Jumat, 22 November 2024

Dosen Kebijakan Publik Soroti Kebijakan Cuti Pejabat untuk Kampanye Pilpres 2024

Laporan oleh Billy Patoppoi
Bagikan
Ilustrasi.

Joko Widodo Presiden beberapa waktu lalu mengeluarkan Peraturan Pemerintah (PP) Nomor 53 Tahun 2023, yang memungkinkan kepala daerah dan menteri tidak harus mengundurkan diri selama masa kampanye Pemilu Presiden (Pilpres) 2024.

Dalam pasal 18 ayat (1) PP tersebut dijelaskan pejabat negara yang dicalonkan oleh partai politik atau gabungan partai politik peserta pemilihan umum sebagai calon presiden atau calon wakil presiden harus mengundurkan diri dari jabatannya, kecuali Presiden, Wakil Presiden, pimpinan dan anggota MPR, pimpinan dan anggota DPR, pimpinan dan anggota DPD, menteri dan pejabat setingkat menteri, gubernur, wakil gubernur, bupati, wakil bupati, wali kota, dan wakil wali kota.

Namun, menteri dan pejabat setingkat menteri yang dicalonkan oleh partai politik atau gabungan partai politik peserta pemilihan umum sebagai calon presiden atau calon wakil presiden sebagaimana dimaksud pada ayat (1) harus mendapatkan persetujuan dan izin cuti dari Presiden.​​​​​​​

PP Nomor 53 2023 tersebut kemudian disorot dan mengundang kritik sejumlah pengamat kebijakan publik karena dianggap objektif, serta menguntungkan pihak tertentu. Karena, dianggap ada unsur kepentingan politik didalamnya.

Salah satunya Ika Idris dari Associate Professor Program Kebijakan Publik dan Manajemen Universitas Monash Indonesia yang mengatakan kalau jatah cuti tersebut perlu disorot, karena bisa terjadi penyalahgunaan wewenang oleh yang bersangkutan.

“Jatah cuti yang didapat itu satu hari cuti kerja dalam satu minggu. Sedangkan hari libur (jadi) hari bebas untuk melakukan kampanye. Nah berarti sebenernya ada hari (di luar cuti) di mana dia gak cuti dari jabatannya. Dan di dalam hari-hari itulah sebenarnya potensi untuk abuse atau penyalahgunaan wewenang itu bisa terjadi,” ujarnya waktu mengudara di program Wawasan Suara Surabaya, Senin (27/11/2023).
════════════════════
Kerjakan berikut ini →
**1.** Menurut berita soal cuti pejabat untuk kampanye, kenapa Ika Idris menganggap jatah cuti itu perlu disorot? Jawab dalam satu sampai tiga kalimat.
**2.** Sambung berita soal cuti pejabat untuk kampanye itu, mulai setelah kalimat terakhir yang ada.

[Butir penandaan batas]
════════════════════
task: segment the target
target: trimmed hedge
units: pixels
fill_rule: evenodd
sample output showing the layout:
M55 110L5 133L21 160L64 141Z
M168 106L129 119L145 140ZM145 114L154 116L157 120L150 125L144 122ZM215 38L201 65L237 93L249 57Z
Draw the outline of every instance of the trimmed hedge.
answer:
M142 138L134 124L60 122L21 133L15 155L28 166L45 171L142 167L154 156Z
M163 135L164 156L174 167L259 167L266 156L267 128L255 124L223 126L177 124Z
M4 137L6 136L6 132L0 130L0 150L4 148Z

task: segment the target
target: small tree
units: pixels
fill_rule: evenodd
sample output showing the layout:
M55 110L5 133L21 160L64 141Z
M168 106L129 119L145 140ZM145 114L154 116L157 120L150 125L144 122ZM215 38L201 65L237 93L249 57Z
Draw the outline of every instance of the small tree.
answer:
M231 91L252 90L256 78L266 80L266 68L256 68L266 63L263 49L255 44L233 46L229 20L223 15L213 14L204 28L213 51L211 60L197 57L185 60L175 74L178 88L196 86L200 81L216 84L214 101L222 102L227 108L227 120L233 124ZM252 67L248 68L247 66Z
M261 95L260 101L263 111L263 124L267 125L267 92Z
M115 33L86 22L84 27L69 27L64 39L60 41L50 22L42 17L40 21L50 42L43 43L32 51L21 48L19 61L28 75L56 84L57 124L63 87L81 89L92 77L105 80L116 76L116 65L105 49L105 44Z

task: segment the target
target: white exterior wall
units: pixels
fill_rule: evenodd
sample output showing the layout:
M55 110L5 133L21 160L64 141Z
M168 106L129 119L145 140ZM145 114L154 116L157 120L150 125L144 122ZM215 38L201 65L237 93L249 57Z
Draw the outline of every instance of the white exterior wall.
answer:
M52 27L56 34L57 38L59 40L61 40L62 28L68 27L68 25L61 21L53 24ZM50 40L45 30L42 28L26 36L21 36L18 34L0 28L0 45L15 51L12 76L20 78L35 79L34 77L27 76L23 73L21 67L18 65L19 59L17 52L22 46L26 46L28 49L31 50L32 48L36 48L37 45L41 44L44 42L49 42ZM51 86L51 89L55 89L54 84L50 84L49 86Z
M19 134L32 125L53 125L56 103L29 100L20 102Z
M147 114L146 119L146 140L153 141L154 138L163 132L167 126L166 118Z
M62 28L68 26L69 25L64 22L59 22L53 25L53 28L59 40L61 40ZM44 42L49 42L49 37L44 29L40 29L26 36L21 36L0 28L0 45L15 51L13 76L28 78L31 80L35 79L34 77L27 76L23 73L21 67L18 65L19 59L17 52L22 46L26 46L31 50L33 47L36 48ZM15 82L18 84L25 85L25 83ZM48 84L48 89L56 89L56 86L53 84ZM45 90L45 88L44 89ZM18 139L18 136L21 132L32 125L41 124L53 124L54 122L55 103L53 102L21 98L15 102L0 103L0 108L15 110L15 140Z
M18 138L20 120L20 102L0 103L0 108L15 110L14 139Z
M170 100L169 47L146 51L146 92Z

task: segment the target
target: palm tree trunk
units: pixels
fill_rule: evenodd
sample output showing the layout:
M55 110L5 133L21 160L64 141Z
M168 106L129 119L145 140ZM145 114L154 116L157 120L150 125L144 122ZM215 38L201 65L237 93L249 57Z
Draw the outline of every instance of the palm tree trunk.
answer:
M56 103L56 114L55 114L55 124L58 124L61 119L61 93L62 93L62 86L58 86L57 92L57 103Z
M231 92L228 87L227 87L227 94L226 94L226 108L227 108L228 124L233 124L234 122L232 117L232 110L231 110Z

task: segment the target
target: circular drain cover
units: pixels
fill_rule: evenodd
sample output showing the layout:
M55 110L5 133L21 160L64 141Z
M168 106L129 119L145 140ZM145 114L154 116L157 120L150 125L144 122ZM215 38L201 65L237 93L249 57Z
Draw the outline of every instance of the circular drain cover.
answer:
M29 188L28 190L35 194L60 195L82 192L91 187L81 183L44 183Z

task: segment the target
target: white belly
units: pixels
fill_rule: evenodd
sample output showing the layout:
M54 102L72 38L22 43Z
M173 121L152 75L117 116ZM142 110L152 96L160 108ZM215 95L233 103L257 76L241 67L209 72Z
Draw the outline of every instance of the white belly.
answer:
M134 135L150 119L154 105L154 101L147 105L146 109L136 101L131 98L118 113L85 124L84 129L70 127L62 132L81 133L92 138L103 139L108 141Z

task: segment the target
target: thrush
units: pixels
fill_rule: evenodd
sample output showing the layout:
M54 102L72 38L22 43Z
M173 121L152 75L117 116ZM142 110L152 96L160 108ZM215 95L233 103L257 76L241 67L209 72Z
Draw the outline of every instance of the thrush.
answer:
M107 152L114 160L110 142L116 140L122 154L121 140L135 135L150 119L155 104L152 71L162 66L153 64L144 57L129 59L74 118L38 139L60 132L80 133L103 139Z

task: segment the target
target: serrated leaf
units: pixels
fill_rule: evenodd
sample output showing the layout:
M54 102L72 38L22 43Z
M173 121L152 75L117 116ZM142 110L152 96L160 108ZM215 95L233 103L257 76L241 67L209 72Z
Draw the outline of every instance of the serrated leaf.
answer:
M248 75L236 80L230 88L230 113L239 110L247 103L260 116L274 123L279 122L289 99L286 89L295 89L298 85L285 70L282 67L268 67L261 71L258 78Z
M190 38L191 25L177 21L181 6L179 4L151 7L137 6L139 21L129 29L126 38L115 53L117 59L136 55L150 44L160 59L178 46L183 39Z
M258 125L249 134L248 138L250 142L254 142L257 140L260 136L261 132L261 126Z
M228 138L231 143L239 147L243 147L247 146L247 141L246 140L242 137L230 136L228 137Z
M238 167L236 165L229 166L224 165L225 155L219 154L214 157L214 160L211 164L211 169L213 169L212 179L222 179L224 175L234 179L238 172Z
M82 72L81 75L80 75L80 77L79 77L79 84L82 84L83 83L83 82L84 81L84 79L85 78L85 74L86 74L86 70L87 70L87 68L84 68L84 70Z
════════════════════
Hasil tiap tugas →
**1.** Ika Idris menganggap jatah cuti itu perlu disorot karena bisa terjadi penyalahgunaan wewenang. Pejabat hanya dapat satu hari cuti kerja dalam seminggu, dan hari libur dipakai untuk kampanye, jadi ada hari-hari ketika dia tidak cuti dari jabatannya. Menurutnya, pada hari-hari itulah penyalahgunaan wewenang bisa terjadi.

**2.**
Selain itu, Ika mengajak kita untuk melihat siapa saja yang paling mendapat keuntungan dari sebuah kebijakan yang dibuat, serta apa perbedaan yang bisa dibuat dari kebijakan tersebut. Menurutnya, kebijakan tidak tercipta di ruang hampa dan dibuat serta dikembangkan oleh pembuat kebijakan yang bersifat goal oriented.

“Itu bukan random ujuk-ujuk (tiba-tiba) dibikin gitu ya. Sekarang peraturan pemerintah ini dibikin untuk siapa? Ini jelas sekali, yang tadinya harus mengundurkan diri, ternyata sekarang cukup cuti. Cutinya pun cuma satu hari dalam lima hari kerja. Ini sekarang jelas untuk kepentingan politik, apalagi banyak ketua umum partai/tim sukses yang menjabat sebagai menteri,” jelasnya.

Ika mengungkapkan, selama ini sudah banyak kasus abusing yang dilakukan para pejabat. Mulai dari ajakan memilih di kegiatan pemerintahan, hingga kampanye terselubung saat kegiatan penyaluran bantuan sosial.

Dia menyebut di setiap agency maupun lembaga pemerintah, jadi yang paling sering disusupi kampanye. Yang paling masif, terjadi pada 2019 lalu soal kampanye penanganan stunting. Logikanya, kampanye penanganan stunting diadakan ke daerah-daerah yang memang membutuhkan penanganan secara khusus.

“Tapi kenapa akhirnya daerah-daerah yang menjadi fokus itu malah bukan daerah yang bermasalah (butuh penanganan stunting), tapi daerah di mana kantong-kantong pemilihan (suara) ini lebih besar. Jadi menurut saya akan susah sekali, utamanya melihat batasan di sebuah program apakah itu digunakan untuk kepentingan publik atau memang jangan-jangan ditumpangin oleh kepentingan yang lain,” ungkapnya.

Ia lantas juga membandingkan kebijakan cuti tersebut, dengan larangan foto dengan pose jari yang ditujukan kepada para aparatur sipil negara (ASN) dengan dalih menjaga netralitas.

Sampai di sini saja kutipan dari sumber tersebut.